> DEINE AUFGABEN:
1) Schreib aus dem Text über den DQR den Abschnitt ab, der bei den Worten „Hinsichtlich der Vier-Säulen-Struktur“ anfängt und nach den Worten „der DQR-Erarbeitung beharrt.“ aufhört.
2) Stimmen die folgenden Aussagen mit dem Text über den DQR überein? Antworte jeweils mit Ja oder Nein und zitiere wörtlich die Stelle im Text, die das entscheidet.
(a) Die Fachkompetenz wird in Wissen und Fertigkeiten unterteilt.
(b) Die Amtschefs der Länder haben im Februar mit den Sozialpartnern die Umstellung auf eine Drei-Säulen-Struktur ausgehandelt.
(c) Bei der Zuordnung von Qualifikationen will man sich zuerst auf formale Abschlüsse konzentrieren.

> VORLIEGENDER TEXT:
▼▼▼
Der für jede Niveaustufe verwandte Kompetenzbegriff unterscheidet zwei Kategorien: die Fachkompetenz und die personale Kompetenz.

Die Kategorie Fachkompetenz wird unterteilt in Wissen – Tiefe und Breite des Wissens – und Fertigkeiten – instrumentelle und systemische Fertigkeiten, Beurteilungsfähigkeit –.
Die Kategorie Personale Kompetenz wird unterteilt in Sozialkompetenz – Team-/Führungsfähigkeit, Mitgestaltung und Kommunikation – und Selbstkompetenz – Selbstständigkeit/Verantwortung, Reflexivität und Lernkompetenz (Vier-Säulen-Struktur).

Hinsichtlich der Vier-Säulen-Struktur weicht der DQR-Diskussionsvorschlag von der EQR-Empfehlung ab. In der EQR-Empfehlung werden „Lernergebnisse als Kombination von Kenntnissen, Fertigkeiten und Kompetenzen definiert“. Die Amtschefs der Länder haben eine Anpassung des DQR-Entwurfs an den EQR mit dem Ziel einer Drei-Säulen-Struktur geltend gemacht. Eine solche Umstrukturierung war mit den Sozialpartner zum Zeitpunkt Februar d.J. nicht mehr verhandelbar. Die Amtschefs der Länder haben jedoch auf der Prüfung der Einführung der Drei-Säulen-Struktur für die nächste Phase der DQR-Erarbeitung beharrt.


Bei der Zuordnung von Qualifikationen zum DQR sollen zunächst alle formalen Qualifikationen des deutschen Bildungssystems, die der allgemeinen Bildung, der Hochschulbildung und der beruflichen Bildung, einbezogen werden. Darüber hinaus sollen Ergebnisse des informellen Lernens berücksichtigt werden. Konsens ist, sich erst einmal auf die Zuordnung formaler Abschlüsse zu konzentrieren, um sich zu einem späteren Zeitpunkt den nonformal und informell erworbenen Kompetenzen zuzuwenden.

Bei der Gestaltung der Matrix wurde berücksichtigt, dass jedes Qualifikationsniveau grundsätzlich auf verschiedenen Bildungs- und Karrierewegen erreichbar sein sollte und dass Qualifikationen in der Regel sowohl auf die Fortsetzung des Bildungsweges als auch auf die Aufnahme einer beruflichen Tätigkeit ausgerichtet sind.
▲▲▲
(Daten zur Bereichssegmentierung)
▼▼▼
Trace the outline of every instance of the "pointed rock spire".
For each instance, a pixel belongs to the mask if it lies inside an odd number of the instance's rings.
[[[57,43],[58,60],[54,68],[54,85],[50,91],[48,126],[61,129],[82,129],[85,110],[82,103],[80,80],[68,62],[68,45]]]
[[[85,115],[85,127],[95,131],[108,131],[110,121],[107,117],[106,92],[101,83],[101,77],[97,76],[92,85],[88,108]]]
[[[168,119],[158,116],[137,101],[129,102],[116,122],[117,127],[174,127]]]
▲▲▲
> GELÖSTE AUFGABEN:
1)
Hinsichtlich der Vier-Säulen-Struktur weicht der DQR-Diskussionsvorschlag von der EQR-Empfehlung ab. In der EQR-Empfehlung werden „Lernergebnisse als Kombination von Kenntnissen, Fertigkeiten und Kompetenzen definiert“. Die Amtschefs der Länder haben eine Anpassung des DQR-Entwurfs an den EQR mit dem Ziel einer Drei-Säulen-Struktur geltend gemacht. Eine solche Umstrukturierung war mit den Sozialpartner zum Zeitpunkt Februar d.J. nicht mehr verhandelbar. Die Amtschefs der Länder haben jedoch auf der Prüfung der Einführung der Drei-Säulen-Struktur für die nächste Phase der DQR-Erarbeitung beharrt.

2)
(a) Ja: „Die Kategorie Fachkompetenz wird unterteilt in Wissen – Tiefe und Breite des Wissens – und Fertigkeiten“
(b) Nein: „Eine solche Umstrukturierung war mit den Sozialpartner zum Zeitpunkt Februar d.J. nicht mehr verhandelbar.“
(c) Ja: „Konsens ist, sich erst einmal auf die Zuordnung formaler Abschlüsse zu konzentrieren“